:: PAGE EXCERPT

11.98.105 - Nonliability of third persons without knowledge of breach.

  1. A person other than a beneficiary who in good faith assists a trustee, or who in good faith and for value deals with a trustee, without knowledge that the trustee is exceeding or improperly exercising the trustee's powers is protected from liability as if the trustee properly exercised the power.

  2. A person other than a beneficiary who in good faith deals with a trustee is not required to inquire into the extent of the trustee's powers or the propriety of their exercise.

  3. A person who in good faith delivers assets to a trustee need not ensure their proper application.

  4. A person other than a beneficiary who in good faith assists a former trustee, or who in good faith and for value deals with a former trustee, without knowledge that the trusteeship has terminated is protected from liability as if the former trustee were still a trustee.

  5. Comparable protective provisions of other laws relating to commercial transactions or transfer of securities by fiduciaries prevail over the protection provided by this section.

[ 2011 c 327 § 28; ]

11.98.107 - Trustee exculpation.

  1. An exculpatory term which was inserted as the result of an abuse of a fiduciary or confidential relationship between the trustor and the trustee is unenforceable.

  2. An exculpatory term drafted or caused to be drafted by the trustee is invalid as an abuse of a fiduciary or confidential relationship unless the trustee proves that the exculpatory term is fair under the circumstances and that its existence and contents were adequately communicated to the trustor.

[ 2011 c 327 § 29; ]

A trustee is not liable to a beneficiary for breach of trust if the beneficiary consented to the conduct constituting the breach, released the trustee from liability for the breach, or ratified the transaction constituting the breach, unless:

  1. The consent, release, or ratification of the beneficiary was induced by improper conduct of the trustee; or

  2. At the time of the consent, release, or ratification, the beneficiary did not know of the beneficiary's rights or of the material facts relating to the breach.

[ 2011 c 327 § 30; ]

11.98.110 - Contract and tort liability.

As used in this section, a trust includes a probate estate, and a trustee includes a personal representative. The words "trustee" and "as trustee" mean "personal representative" and "as personal representative" where this section is being construed in regard to personal representatives.

Actions on contracts which have been transferred to a trust and on contracts made by a trustee, and actions in tort for personal liability incurred by a trustee in the course of administration may be maintained by the party in whose favor the cause of action has accrued as follows:

  1. The plaintiff may sue the trustee in the trustee's representative capacity and any judgment rendered in favor of the plaintiff is collectible by execution out of the trust property: PROVIDED, HOWEVER, If the action is in tort, collection shall not be had from the trust property unless the court determines in the action that (a) the tort was a common incident of the kind of business activity in which the trustee or the trustee's predecessor was properly engaged for the trust; or (b) that, although the tort was not a common incident of such activity, neither the trustee nor the trustee's predecessor, nor any officer or employee of the trustee or the trustee's predecessor, was guilty of personal fault in incurring the liability; or (c) that, although the tort did not fall within classes (a) or (b) above, it increased the value of the trust property. If the tort is within classes (a) or (b) above, collection may be had of the full amount of damage proved, and if the tort is within class (c) above, collection may be had only to the extent of the increase in the value of the trust property.

::::

- **WORK INSTRUCTIONS**:
[1] Extract everything in the trust law excerpt from "1. An exculpatory" down to "trustee is unenforceable.", word for word.
[2] Put this sentence from the trust law excerpt into Spanish: "A person who in good faith delivers assets to a trustee need not ensure their proper application."
The lines that follow have no connection to the trust law excerpt.

:: EXCERPTED RECORDS

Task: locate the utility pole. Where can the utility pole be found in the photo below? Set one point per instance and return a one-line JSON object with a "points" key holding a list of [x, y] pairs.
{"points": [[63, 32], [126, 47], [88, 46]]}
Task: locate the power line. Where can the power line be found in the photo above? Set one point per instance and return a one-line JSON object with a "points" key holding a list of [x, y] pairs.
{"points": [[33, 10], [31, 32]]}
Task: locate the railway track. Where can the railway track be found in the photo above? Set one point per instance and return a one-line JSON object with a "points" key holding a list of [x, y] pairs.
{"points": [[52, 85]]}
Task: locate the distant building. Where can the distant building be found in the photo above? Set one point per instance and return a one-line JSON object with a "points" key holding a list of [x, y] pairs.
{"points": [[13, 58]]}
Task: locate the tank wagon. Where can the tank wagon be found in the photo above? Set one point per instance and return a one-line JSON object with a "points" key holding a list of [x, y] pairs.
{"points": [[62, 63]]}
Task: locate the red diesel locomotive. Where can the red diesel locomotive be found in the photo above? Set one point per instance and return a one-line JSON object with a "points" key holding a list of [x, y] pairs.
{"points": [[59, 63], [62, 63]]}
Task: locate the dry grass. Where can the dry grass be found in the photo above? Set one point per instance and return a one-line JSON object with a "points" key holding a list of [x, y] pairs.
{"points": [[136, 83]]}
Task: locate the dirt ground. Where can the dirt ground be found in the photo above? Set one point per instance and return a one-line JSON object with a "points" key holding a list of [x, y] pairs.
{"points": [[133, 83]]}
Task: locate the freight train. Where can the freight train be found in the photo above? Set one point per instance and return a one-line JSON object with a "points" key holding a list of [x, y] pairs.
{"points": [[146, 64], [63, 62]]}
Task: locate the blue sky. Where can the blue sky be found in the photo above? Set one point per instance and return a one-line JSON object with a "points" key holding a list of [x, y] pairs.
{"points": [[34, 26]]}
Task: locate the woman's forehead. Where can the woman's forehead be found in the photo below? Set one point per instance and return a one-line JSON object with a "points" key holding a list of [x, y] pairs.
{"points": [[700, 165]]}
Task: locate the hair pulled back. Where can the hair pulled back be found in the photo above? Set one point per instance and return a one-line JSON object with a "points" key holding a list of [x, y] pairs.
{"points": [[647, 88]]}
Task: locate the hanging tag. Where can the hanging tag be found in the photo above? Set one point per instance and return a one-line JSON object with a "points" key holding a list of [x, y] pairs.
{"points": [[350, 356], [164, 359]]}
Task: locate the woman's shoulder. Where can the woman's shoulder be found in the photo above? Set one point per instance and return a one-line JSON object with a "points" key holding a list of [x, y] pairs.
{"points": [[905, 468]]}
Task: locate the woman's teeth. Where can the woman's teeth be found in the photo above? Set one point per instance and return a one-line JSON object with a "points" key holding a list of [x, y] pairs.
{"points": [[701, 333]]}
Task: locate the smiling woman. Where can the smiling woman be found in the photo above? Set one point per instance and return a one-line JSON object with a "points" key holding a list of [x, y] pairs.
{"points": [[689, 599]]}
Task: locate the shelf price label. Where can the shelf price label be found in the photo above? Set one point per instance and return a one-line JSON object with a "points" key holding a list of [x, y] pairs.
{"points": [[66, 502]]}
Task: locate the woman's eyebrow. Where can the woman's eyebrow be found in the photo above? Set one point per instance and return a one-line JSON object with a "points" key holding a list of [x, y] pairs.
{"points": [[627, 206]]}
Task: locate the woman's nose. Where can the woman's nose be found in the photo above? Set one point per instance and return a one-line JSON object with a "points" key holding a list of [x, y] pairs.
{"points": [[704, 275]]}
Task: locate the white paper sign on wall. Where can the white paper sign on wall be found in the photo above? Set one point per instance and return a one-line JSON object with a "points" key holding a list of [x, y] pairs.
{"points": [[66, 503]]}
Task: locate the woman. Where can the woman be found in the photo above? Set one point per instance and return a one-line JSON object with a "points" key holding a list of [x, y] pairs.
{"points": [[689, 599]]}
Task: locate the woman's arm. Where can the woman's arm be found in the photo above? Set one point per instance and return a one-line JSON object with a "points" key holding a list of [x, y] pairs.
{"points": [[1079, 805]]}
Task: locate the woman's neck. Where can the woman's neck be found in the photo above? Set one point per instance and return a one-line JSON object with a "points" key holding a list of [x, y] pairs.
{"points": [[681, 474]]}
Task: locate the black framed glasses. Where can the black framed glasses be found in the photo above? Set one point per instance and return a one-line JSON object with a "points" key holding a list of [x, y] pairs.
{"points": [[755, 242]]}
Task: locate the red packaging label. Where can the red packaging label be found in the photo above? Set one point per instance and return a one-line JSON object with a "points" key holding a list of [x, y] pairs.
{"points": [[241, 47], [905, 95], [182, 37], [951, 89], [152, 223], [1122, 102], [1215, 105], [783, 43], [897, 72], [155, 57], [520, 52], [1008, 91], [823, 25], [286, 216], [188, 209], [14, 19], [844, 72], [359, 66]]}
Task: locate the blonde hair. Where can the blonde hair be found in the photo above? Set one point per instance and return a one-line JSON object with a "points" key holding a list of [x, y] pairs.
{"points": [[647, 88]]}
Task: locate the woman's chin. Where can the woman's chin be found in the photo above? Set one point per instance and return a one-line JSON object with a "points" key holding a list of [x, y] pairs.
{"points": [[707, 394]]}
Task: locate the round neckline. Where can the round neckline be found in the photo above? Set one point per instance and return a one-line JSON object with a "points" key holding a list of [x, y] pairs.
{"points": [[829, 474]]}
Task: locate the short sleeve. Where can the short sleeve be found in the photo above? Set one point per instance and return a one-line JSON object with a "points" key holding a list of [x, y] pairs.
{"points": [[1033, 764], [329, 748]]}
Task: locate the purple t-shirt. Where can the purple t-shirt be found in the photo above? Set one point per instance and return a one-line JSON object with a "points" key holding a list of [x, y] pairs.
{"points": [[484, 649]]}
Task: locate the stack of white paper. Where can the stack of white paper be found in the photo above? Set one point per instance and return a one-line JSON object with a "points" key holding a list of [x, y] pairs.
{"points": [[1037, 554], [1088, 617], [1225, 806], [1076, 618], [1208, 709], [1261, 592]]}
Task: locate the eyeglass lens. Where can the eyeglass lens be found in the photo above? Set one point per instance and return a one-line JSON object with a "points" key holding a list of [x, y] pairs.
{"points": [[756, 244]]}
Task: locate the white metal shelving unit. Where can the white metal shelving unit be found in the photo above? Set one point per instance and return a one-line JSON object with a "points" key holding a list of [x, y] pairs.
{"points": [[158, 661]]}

::::

- **ANSWERS BELOW**:
[1]
1. An exculpatory term which was inserted as the result of an abuse of a fiduciary or confidential relationship between the trustor and the trustee is unenforceable.

[2] Una persona que de buena fe entrega bienes a un fiduciario no está obligada a asegurar su debida aplicación.